### [Task 1]
List every GRUB command whose name begins with "grub-" that appears in the GRUB and Btrfs text.
### [Task 2]
Decide whether each statement below agrees with the GRUB and Btrfs text, answering yes or no and quoting the words that settle it: (a) Adding --force lets GRUB install on a drive that still holds leftover Btrfs format parts. (b) Most utilities and operating systems detect the leftover Btrfs format. (c) Resetting a "sticky" entry includes setting GRUB_DEFAULT=0 in /etc/default/grub.
### [Task 3]
Write a continuation of the GRUB and Btrfs text that picks up after its final line.

### [Extract]
GRUB seems to be unable to write to root Btrfs partitions [5]. If you use grub-reboot to boot into another entry it will therefore be unable to update its on-disk environment. Either run grub-reboot from the other entry (for example when switching between various distributions) or consider a different file system. You can reset a "sticky" entry by executing grub-editenv create and setting GRUB_DEFAULT=0 in your /etc/default/grub (do not forget grub-mkconfig -o /boot/grub/grub.cfg).

Old Btrfs prevents installation

If a drive is formatted with Btrfs without creating a partition table (eg. /dev/sdx), then later has partition table written to, there are parts of the BTRFS format that persist. Most utilities and OS's do not see this, but GRUB will refuse to install, even with --force

# grub-install: warning: Attempting to install GRUB to a disk with multiple partition labels. This is not supported yet..
# grub-install: error: filesystem `btrfs' does not support blocklists.

### [Records provided]
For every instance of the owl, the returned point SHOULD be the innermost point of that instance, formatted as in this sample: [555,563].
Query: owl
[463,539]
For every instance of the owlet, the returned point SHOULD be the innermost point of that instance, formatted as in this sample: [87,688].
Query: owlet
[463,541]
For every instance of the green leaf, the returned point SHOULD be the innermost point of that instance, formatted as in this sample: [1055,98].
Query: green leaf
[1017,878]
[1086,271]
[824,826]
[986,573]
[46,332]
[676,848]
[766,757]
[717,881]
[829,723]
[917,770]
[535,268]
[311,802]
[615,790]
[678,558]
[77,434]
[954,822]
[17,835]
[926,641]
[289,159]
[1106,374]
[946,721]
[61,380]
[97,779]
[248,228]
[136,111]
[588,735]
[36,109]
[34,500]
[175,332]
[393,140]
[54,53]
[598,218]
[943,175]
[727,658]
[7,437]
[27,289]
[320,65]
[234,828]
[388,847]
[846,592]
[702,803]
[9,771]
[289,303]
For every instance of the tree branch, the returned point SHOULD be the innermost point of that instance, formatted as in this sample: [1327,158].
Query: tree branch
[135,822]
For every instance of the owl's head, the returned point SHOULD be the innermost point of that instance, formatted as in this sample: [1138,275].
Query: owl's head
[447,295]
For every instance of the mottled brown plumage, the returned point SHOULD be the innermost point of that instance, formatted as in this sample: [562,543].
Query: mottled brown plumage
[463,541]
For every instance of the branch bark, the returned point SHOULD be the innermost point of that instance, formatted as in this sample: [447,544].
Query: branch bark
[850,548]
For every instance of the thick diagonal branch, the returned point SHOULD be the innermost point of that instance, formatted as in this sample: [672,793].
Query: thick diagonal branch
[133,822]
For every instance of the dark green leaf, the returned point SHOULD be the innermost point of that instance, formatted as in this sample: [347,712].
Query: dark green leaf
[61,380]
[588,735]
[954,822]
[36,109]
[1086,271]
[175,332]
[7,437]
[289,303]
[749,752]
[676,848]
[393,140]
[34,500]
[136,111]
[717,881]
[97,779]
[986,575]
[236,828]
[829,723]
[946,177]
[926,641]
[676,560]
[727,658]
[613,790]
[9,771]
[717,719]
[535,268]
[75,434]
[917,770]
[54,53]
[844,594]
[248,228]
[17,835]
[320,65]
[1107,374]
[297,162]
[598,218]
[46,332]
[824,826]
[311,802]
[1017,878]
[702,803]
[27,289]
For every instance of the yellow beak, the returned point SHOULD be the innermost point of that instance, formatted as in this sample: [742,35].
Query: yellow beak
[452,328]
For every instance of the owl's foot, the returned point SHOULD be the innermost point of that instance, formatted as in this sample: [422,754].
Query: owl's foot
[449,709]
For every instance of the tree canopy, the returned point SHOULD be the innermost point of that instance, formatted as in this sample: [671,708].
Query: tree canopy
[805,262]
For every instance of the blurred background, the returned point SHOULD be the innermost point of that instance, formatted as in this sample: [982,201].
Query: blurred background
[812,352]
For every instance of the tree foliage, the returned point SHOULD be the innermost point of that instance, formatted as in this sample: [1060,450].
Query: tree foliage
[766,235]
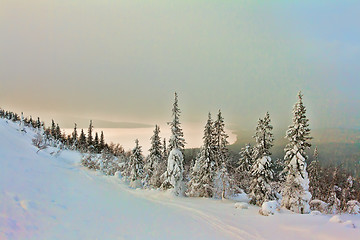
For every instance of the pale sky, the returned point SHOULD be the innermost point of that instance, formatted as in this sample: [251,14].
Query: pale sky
[122,60]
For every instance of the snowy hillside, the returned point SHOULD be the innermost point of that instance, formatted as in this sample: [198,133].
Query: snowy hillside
[51,196]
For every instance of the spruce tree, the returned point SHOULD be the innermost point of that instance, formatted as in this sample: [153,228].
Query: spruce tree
[53,128]
[57,132]
[38,123]
[155,164]
[89,136]
[82,140]
[261,173]
[102,141]
[315,176]
[174,174]
[74,139]
[223,185]
[96,143]
[243,171]
[177,140]
[165,150]
[204,170]
[136,166]
[296,195]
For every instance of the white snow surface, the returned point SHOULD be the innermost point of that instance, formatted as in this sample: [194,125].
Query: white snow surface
[53,197]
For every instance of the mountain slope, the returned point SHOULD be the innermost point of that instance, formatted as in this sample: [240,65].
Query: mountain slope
[43,196]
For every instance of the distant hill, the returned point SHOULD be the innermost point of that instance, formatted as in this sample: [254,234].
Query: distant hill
[336,146]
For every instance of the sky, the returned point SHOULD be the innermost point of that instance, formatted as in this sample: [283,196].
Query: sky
[122,60]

### [Task output 1]
grub-reboot
grub-editenv
grub-mkconfig
grub-install

### [Task output 2]
(a) No: "GRUB will refuse to install, even with --force"
(b) No: "Most utilities and OS's do not see this"
(c) Yes: "setting GRUB_DEFAULT=0 in your /etc/default/grub"

### [Task output 3]
You can zero the drive, but the easy solution that leaves your data alone is to erase the Btrfs superblock with wipefs -o 0x10040 /dev/sdx

Windows 8/10 not found

A setting in Windows 8/10 called "Hiberboot", "Hybrid Boot" or "Fast Boot" can prevent the Windows partition from being mounted, so grub-mkconfig will not find a Windows install. Disabling Hiberboot in Windows will allow it to be added to the GRUB menu.

GRUB rescue and encrypted /boot

When using an encrypted /boot, and you fail to input a correct password, you will be dropped in grub-rescue prompt.

This grub-rescue prompt has limited capabilities. Use the following commands to complete the boot:

grub rescue> cryptomount <partition>
grub rescue> insmod normal
grub rescue> normal

See this blog post[dead link 2023-04-23 ⓘ] for a better description.

GRUB is installed but the menu is not shown at boot

Check /etc/default/grub if GRUB_TIMEOUT is set to 0, in which case set it to a positive number: it sets the number of seconds before the default GRUB entry is loaded. Also check if GRUB_TIMEOUT_STYLE is set to hidden and set it to menu, so that the menu will be shown by default. Then regenerate the main configuration file and reboot to check if it worked.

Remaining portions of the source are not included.